→ THE TASK: Exclude the pictures, then quote exactly the lines from the one holding "point_to(query) locates a point on each instance of the double" through the last line of the records.

→ INFORMATION GIVEN:
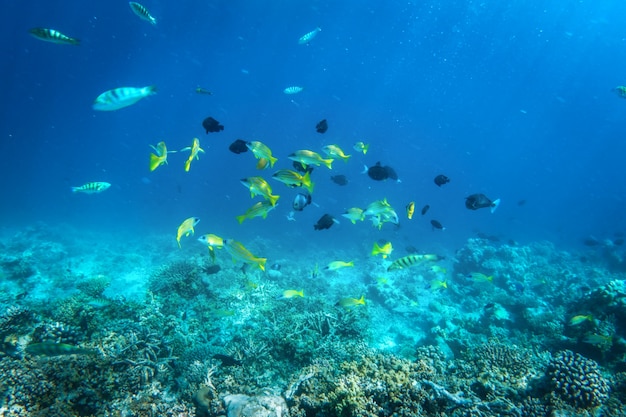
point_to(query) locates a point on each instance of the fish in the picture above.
(240, 253)
(335, 265)
(57, 349)
(293, 90)
(321, 126)
(300, 201)
(238, 146)
(361, 147)
(258, 186)
(325, 222)
(410, 209)
(441, 180)
(53, 36)
(580, 319)
(384, 250)
(351, 302)
(186, 228)
(92, 187)
(195, 150)
(294, 179)
(121, 97)
(308, 37)
(339, 179)
(142, 12)
(335, 151)
(307, 157)
(260, 209)
(436, 225)
(211, 125)
(354, 214)
(260, 150)
(478, 201)
(293, 294)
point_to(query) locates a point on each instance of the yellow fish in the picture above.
(335, 265)
(195, 149)
(261, 151)
(336, 151)
(186, 228)
(384, 250)
(240, 253)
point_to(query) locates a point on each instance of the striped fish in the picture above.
(118, 98)
(92, 188)
(54, 36)
(142, 12)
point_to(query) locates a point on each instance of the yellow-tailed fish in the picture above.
(306, 157)
(384, 250)
(293, 294)
(260, 209)
(258, 186)
(335, 265)
(294, 179)
(186, 228)
(410, 209)
(308, 37)
(580, 319)
(240, 253)
(352, 302)
(142, 12)
(260, 150)
(54, 36)
(121, 97)
(336, 152)
(293, 90)
(354, 214)
(92, 187)
(194, 149)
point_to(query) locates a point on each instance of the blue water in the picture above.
(510, 99)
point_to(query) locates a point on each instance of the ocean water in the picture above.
(515, 100)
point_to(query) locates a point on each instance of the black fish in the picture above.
(322, 126)
(441, 180)
(301, 201)
(211, 125)
(325, 222)
(238, 146)
(437, 225)
(227, 360)
(476, 201)
(339, 179)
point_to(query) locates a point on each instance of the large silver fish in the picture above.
(118, 98)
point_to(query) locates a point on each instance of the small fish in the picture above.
(142, 12)
(260, 150)
(195, 150)
(351, 302)
(186, 228)
(293, 294)
(121, 97)
(92, 187)
(293, 90)
(335, 265)
(54, 36)
(361, 147)
(308, 37)
(580, 319)
(260, 209)
(410, 209)
(57, 349)
(384, 250)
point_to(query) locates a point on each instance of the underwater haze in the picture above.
(520, 102)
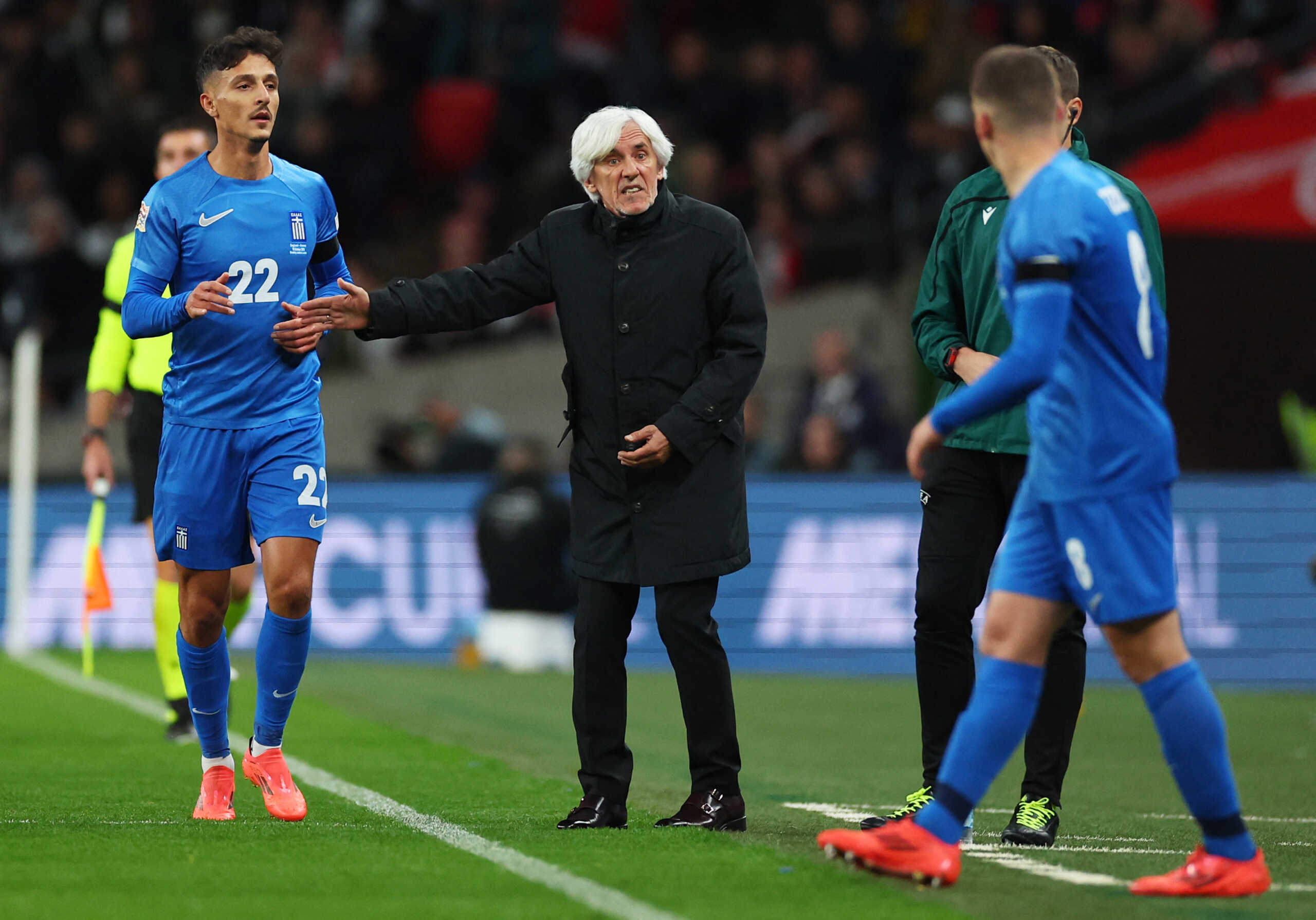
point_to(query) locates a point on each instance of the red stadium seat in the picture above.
(453, 119)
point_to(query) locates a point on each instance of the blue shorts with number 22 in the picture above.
(217, 486)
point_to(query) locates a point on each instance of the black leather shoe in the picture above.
(595, 811)
(711, 810)
(1036, 822)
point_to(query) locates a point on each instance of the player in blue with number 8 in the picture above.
(236, 232)
(1091, 523)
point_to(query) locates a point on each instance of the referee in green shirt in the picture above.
(142, 364)
(960, 329)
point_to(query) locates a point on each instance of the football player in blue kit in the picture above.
(1093, 519)
(234, 233)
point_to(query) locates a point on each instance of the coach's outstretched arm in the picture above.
(447, 302)
(1041, 315)
(739, 320)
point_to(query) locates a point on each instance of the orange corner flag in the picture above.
(97, 587)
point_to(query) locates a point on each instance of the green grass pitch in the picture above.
(95, 807)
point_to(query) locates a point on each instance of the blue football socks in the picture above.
(999, 714)
(1193, 738)
(281, 657)
(206, 672)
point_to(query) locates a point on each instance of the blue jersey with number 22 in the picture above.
(195, 226)
(1098, 424)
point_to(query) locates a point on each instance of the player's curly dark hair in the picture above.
(228, 52)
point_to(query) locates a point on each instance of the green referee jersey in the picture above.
(958, 303)
(115, 357)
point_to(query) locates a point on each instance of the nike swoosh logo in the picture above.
(207, 222)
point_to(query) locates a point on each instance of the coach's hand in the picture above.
(654, 448)
(972, 365)
(923, 440)
(210, 298)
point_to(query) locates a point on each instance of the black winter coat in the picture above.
(664, 323)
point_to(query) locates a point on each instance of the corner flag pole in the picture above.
(95, 587)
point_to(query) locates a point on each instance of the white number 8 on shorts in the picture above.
(1078, 559)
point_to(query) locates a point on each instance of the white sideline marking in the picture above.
(1247, 818)
(1045, 869)
(582, 890)
(1066, 848)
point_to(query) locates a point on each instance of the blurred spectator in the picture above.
(823, 447)
(832, 128)
(469, 440)
(395, 448)
(761, 454)
(65, 294)
(842, 415)
(523, 529)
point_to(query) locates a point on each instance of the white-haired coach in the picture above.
(664, 324)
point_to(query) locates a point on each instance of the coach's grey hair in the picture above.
(596, 137)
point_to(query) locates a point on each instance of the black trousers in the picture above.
(703, 679)
(966, 501)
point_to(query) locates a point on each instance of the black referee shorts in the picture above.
(145, 426)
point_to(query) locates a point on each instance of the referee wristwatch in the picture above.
(951, 358)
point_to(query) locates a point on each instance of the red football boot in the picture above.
(216, 799)
(1206, 876)
(898, 848)
(270, 775)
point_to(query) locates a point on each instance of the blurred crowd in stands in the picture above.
(832, 128)
(842, 421)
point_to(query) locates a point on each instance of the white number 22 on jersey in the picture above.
(1143, 278)
(244, 273)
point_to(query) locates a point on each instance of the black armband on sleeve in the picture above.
(1043, 269)
(324, 250)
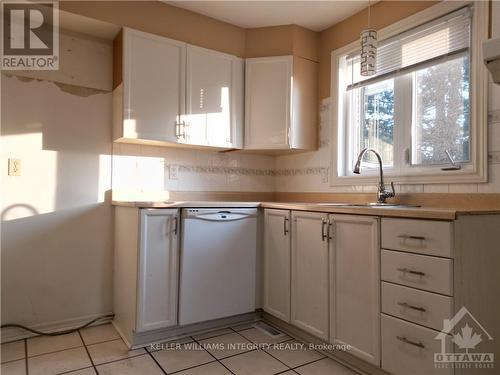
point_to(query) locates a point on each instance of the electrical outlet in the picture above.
(14, 167)
(173, 172)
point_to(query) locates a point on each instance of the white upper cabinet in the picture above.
(280, 103)
(214, 98)
(171, 93)
(153, 86)
(355, 286)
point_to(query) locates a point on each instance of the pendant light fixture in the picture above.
(368, 39)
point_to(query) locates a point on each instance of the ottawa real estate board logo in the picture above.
(30, 35)
(467, 335)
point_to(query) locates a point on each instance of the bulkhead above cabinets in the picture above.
(170, 93)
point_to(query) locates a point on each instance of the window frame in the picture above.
(473, 172)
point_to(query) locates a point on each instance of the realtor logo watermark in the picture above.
(467, 334)
(30, 35)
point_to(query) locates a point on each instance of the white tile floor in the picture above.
(100, 350)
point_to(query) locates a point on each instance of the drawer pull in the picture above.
(404, 304)
(406, 270)
(324, 236)
(407, 341)
(409, 237)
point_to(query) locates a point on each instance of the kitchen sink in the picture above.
(373, 204)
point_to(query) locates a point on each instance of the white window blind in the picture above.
(438, 39)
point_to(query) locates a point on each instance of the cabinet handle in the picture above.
(411, 342)
(410, 237)
(323, 231)
(406, 270)
(407, 305)
(176, 225)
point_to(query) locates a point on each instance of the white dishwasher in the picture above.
(218, 263)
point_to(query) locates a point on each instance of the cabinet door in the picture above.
(154, 84)
(277, 263)
(267, 102)
(355, 285)
(214, 92)
(310, 272)
(158, 269)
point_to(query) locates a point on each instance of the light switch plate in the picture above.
(14, 167)
(173, 172)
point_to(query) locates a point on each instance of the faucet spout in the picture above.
(382, 193)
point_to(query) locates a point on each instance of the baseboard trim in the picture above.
(172, 333)
(14, 334)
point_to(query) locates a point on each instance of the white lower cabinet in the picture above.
(354, 285)
(158, 269)
(277, 263)
(309, 274)
(146, 271)
(408, 349)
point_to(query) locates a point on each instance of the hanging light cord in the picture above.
(58, 333)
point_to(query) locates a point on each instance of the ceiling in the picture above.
(313, 15)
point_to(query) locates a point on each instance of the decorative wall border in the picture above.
(250, 171)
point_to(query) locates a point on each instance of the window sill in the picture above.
(462, 176)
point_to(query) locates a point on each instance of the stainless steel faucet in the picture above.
(382, 193)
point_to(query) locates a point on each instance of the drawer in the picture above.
(408, 349)
(418, 271)
(428, 309)
(418, 236)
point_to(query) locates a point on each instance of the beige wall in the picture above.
(180, 24)
(57, 219)
(383, 14)
(282, 40)
(159, 18)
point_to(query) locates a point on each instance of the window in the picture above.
(416, 109)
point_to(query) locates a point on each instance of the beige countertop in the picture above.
(390, 211)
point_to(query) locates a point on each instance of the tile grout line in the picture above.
(55, 351)
(155, 361)
(217, 359)
(71, 371)
(290, 367)
(283, 363)
(192, 367)
(88, 353)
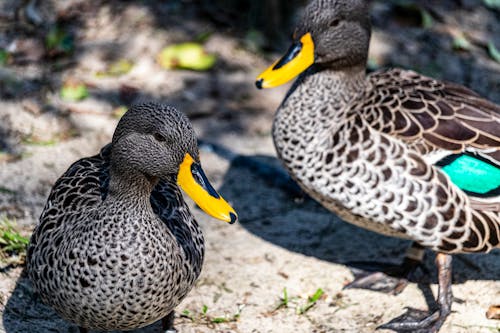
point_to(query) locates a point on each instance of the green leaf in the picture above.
(311, 301)
(10, 240)
(493, 51)
(74, 91)
(186, 56)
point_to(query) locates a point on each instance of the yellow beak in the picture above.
(296, 60)
(193, 181)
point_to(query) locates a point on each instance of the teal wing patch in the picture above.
(472, 174)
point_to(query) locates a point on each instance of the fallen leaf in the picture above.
(72, 91)
(186, 56)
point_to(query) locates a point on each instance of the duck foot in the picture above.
(417, 321)
(167, 323)
(385, 277)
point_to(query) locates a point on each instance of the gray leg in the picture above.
(385, 277)
(417, 321)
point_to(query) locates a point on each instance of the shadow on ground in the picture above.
(273, 208)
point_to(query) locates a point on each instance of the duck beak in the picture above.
(296, 60)
(193, 181)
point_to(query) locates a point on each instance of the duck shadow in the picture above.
(271, 206)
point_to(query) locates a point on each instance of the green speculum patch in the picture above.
(472, 174)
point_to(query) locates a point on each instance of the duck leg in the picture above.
(167, 323)
(418, 321)
(387, 278)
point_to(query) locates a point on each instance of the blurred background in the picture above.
(68, 71)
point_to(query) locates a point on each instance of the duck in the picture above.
(394, 151)
(116, 246)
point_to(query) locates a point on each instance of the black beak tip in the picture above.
(258, 83)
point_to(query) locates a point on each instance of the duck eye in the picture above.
(334, 22)
(159, 137)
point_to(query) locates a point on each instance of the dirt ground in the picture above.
(283, 241)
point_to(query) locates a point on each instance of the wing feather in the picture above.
(441, 115)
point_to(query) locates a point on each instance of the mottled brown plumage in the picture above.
(116, 247)
(379, 150)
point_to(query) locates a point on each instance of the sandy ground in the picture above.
(283, 240)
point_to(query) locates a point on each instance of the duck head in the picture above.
(332, 34)
(159, 142)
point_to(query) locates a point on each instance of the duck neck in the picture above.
(319, 99)
(130, 187)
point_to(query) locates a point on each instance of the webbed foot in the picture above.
(421, 321)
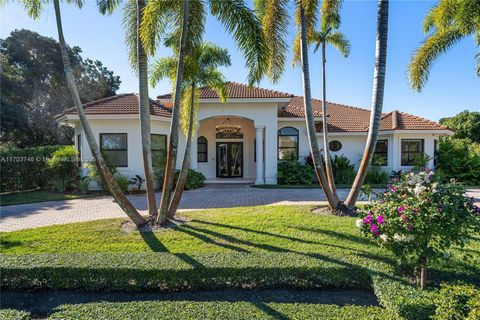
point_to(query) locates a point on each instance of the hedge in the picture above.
(217, 310)
(11, 314)
(174, 272)
(25, 169)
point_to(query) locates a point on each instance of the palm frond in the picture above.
(339, 42)
(275, 22)
(157, 16)
(163, 68)
(425, 55)
(33, 7)
(108, 6)
(247, 31)
(330, 14)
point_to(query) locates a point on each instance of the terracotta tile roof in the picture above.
(120, 104)
(238, 90)
(343, 118)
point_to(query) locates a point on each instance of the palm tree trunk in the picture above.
(310, 122)
(326, 151)
(102, 168)
(377, 100)
(173, 141)
(182, 177)
(144, 109)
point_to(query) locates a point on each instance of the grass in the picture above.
(248, 247)
(38, 196)
(217, 310)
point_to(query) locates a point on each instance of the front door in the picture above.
(229, 159)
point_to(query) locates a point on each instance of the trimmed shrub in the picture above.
(174, 272)
(12, 314)
(457, 302)
(375, 175)
(25, 169)
(292, 172)
(459, 159)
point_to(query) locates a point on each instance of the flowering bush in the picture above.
(419, 219)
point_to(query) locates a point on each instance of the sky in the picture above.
(452, 86)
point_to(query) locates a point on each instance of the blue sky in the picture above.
(452, 87)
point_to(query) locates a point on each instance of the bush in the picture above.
(419, 219)
(459, 159)
(175, 272)
(195, 179)
(24, 169)
(12, 314)
(457, 302)
(375, 175)
(343, 171)
(292, 172)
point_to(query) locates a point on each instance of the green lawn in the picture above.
(38, 196)
(264, 247)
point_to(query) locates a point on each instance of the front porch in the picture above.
(235, 156)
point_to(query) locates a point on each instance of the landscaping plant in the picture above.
(419, 218)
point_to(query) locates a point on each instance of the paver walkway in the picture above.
(25, 216)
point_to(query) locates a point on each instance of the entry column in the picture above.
(259, 152)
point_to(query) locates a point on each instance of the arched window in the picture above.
(202, 149)
(288, 144)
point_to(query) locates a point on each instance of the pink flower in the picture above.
(374, 230)
(380, 219)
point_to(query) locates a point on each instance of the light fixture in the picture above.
(228, 128)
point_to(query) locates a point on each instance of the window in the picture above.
(288, 144)
(412, 150)
(114, 148)
(380, 155)
(202, 149)
(159, 149)
(335, 145)
(79, 150)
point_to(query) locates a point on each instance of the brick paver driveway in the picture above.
(34, 215)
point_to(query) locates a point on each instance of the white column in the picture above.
(193, 149)
(259, 151)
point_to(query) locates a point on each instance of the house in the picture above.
(243, 139)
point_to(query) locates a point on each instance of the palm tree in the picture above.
(34, 8)
(238, 19)
(275, 23)
(201, 70)
(330, 20)
(445, 24)
(377, 101)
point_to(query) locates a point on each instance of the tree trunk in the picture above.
(102, 168)
(144, 110)
(173, 141)
(310, 122)
(377, 101)
(182, 177)
(326, 151)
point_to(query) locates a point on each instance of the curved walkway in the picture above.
(33, 215)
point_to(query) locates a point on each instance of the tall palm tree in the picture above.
(239, 20)
(275, 23)
(330, 21)
(445, 24)
(377, 101)
(34, 9)
(201, 70)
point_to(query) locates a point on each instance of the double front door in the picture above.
(229, 159)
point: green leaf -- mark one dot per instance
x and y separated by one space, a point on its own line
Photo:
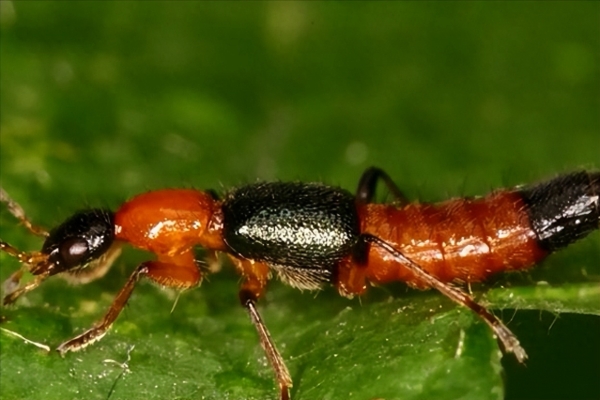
104 100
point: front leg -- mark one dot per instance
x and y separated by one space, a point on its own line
179 272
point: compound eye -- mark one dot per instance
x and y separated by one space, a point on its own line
74 252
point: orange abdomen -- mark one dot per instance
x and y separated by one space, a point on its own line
457 240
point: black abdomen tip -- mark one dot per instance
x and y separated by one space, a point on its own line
564 209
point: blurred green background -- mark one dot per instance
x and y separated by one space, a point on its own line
103 100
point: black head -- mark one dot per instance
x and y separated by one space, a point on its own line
81 239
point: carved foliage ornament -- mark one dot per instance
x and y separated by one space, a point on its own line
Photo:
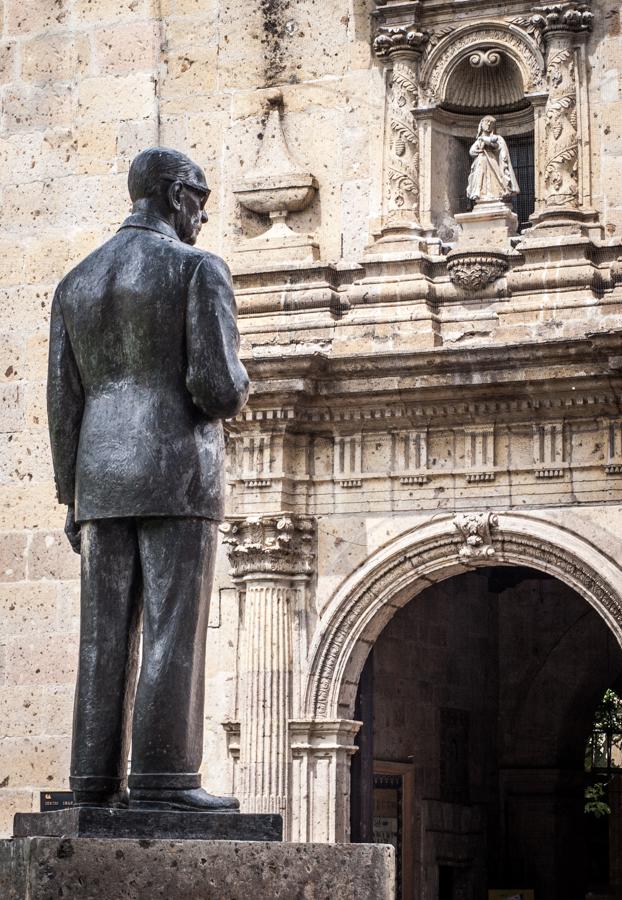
473 271
278 544
392 40
563 17
402 171
562 140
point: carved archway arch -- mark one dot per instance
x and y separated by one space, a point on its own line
370 597
448 53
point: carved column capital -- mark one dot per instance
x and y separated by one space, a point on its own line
560 18
280 544
401 39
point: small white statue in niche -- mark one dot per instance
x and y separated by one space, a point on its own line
492 176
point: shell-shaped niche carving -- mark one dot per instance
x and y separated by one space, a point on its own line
485 81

→ OUTPUT OF THE EXERCISE:
point_to(query) locates a point on each instance of the double front door in the picture above.
(229, 159)
point: green leaf -- mark one dot per instance
x and y separated by one space, a point on its own line
Photo:
104 100
point: front leg -- mark one dot per instance
x and y separated by one space, a point on its own line
179 272
point: compound eye -- mark one dot per instance
x and y separated by one space, a point on its own line
74 252
point: orange abdomen -- mark one dot per instance
x and y separated by one space, a point on its own line
457 240
point: black abdomen tip -- mark one dot per instance
x and y separated by one space, a point on its own line
564 209
point: blurred green background -- mark one dot per instance
x and y separated by one space, a point on its own line
103 100
point: black head -- mark one dot per instance
x and y separated by one space, a point on its own line
81 239
point: carved foliage ornament -- mark one dot per instance
x and y separated by one space, a point on its own line
Photo:
473 271
278 544
392 40
563 17
402 171
562 140
point: carved archway arch -- mark one dot per instance
x and y separated by one space, a point on its own line
370 597
448 53
point: carved column capital -- mark one dot per instance
x and y separated by one space, a point on its own line
560 18
280 544
401 39
point: small white statue in niche -- mark one dot per instance
x and y separated by one space, a point on its own line
492 176
point: shell-shaped niche carving -- mark one dot per instance
x and y separated by one space, a point on its own line
485 81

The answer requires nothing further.